SET OF TASKS>
- 1) List the section headings that follow the title in the notes on Barrie Huntbach's artwork.
- 2) Copy the passage of the notes on Barrie Huntbach's artwork starting with "The earliest work" and going on through "on the reverse.", word for word.
- 3) Carry on the notes on Barrie Huntbach's artwork from the point where they stop.

EXTRACT>
NOTES ON THE ARTWORK
The paintings, drawings and three-dimensional pieces you see here are a fraction of the work of English artist Barrie Huntbach (1935 – 2006).
The earliest work shown, and in existence, is his 1971 mural at Portslade Town Hall, ‘The Return of the Prodigal Son’; the last an untitled pen and ink drawing he made on 13th November 2006, the day before he died aged 71.
Signature on work
Not all works are signed; on the paintings this usually indicates the work is either unfinished or rejected.
Those signed are as B. S Huntbach (less frequently, Barrie S Huntbach or BSH) some works are signed on the reverse.
B. S Huntbach becomes his preferred title in documents relating to his work as an artist e.g. in Society of Catholic Artist literature.
From the mid-1980s he became known to immediate family as Baz.
Early, missing or destroyed work
The works represent here are a tiny percentage of what he produced in his lifetime, as he destroyed much over the years. Also lost are the thousands of sketch drawings he made continually throughout his life; these he always tore up and threw away (the few that survive are shown)
Very few paintings exist from the early 1970s, none prior to this date. The earliest surviving photograph (text on reverse: ‘In the Garden 1958’) shows B S Huntbach aged 23 working on a figurative painting in the garden of 50 St. Andrew’s Road, Portslade.
Dates of work
B. S Huntbach never dated his work after the early 1970s
Titles of work
B S Huntbach did not attach importance to titles and generally only titled works if they were to be exhibited or if people asked for one.
Quote: “It is not always possible to give a piece of art an exact title. After all a title is only the shadow of a complex idea. A piece of art should speak for itself”
(Ref: text for the Rottingdean exhibition 1995)

Detection examples>
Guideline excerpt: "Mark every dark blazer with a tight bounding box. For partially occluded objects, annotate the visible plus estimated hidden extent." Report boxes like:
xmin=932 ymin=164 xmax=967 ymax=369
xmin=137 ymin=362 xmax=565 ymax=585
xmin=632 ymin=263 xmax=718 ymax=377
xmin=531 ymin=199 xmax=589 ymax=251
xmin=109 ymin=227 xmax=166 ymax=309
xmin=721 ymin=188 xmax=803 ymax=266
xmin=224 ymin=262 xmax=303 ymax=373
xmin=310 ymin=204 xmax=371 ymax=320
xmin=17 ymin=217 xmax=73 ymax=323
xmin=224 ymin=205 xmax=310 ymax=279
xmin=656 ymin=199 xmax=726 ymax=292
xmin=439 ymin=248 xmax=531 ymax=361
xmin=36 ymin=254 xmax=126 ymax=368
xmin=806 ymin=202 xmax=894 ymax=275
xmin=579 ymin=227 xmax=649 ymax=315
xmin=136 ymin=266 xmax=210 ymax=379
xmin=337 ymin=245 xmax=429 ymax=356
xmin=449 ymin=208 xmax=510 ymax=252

ANSWERS TO THE EXERCISE>
- 1)
Signature on work
Early, missing or destroyed work
Dates of work
Titles of work

- 2)
The earliest work shown, and in existence, is his 1971 mural at Portslade Town Hall, ‘The Return of the Prodigal Son’; the last an untitled pen and ink drawing he made on 13th November 2006, the day before he died aged 71.
Signature on work
Not all works are signed; on the paintings this usually indicates the work is either unfinished or rejected.
Those signed are as B. S Huntbach (less frequently, Barrie S Huntbach or BSH) some works are signed on the reverse.

- 3)
Medium: the paintings
In the 1970s and 1980s B. S Huntbach worked in water-based acrylics but towards the end of the 80s and for the remainder of his life he worked in oil paints. Earlier pieces are on plywood board, later on canvas or canvas glued to board.
Medium: the drawings
Pen and ink on paper
Medium: the three-dimensional work
Various, some cast in resin others modelling clay
‘Two points of View’, St. Leonard’s Church, Hove
Arts Exhibitions, Arundel Castle
12 x England
Museum of Modern Religious Art, Ostend
Clifton Cathedral Church of St Peter and Paul
‘Visions of Love’, Chichester Centre of Arts
‘The Eye and the Cross’ (SCA) Arundel Cathedral
May & June 1985
International Exhibition of Religious Art, Holy Trinity Church, Bath (Bath Fringe Festival)
Chatfield, Church Lane, Steyning ‘Exhibition of Paintings in Aid of Yobe’
Argile Gallery, London one-man show
‘Images of Faith’ Worthing Museum & Art Gallery
‘Unorthodox Approaches’ (Brighton Festival) Chapel Royal, Brighton (SCA)
‘Hands Together’ (Brighton Festival) Chapel Royal, Brighton (SCA)
The Grange Rottingdean
‘A Sense of Unity’, St. Leonard’s Church, Hove
‘Downland Images’, Foredown Tower Countryside Centre
‘Art at the Chapel’, Chapel Royal Brighton, (SCA) Brighton Festival
‘A Christian Odyssey’ Chapel Royal Brighton, (SCA)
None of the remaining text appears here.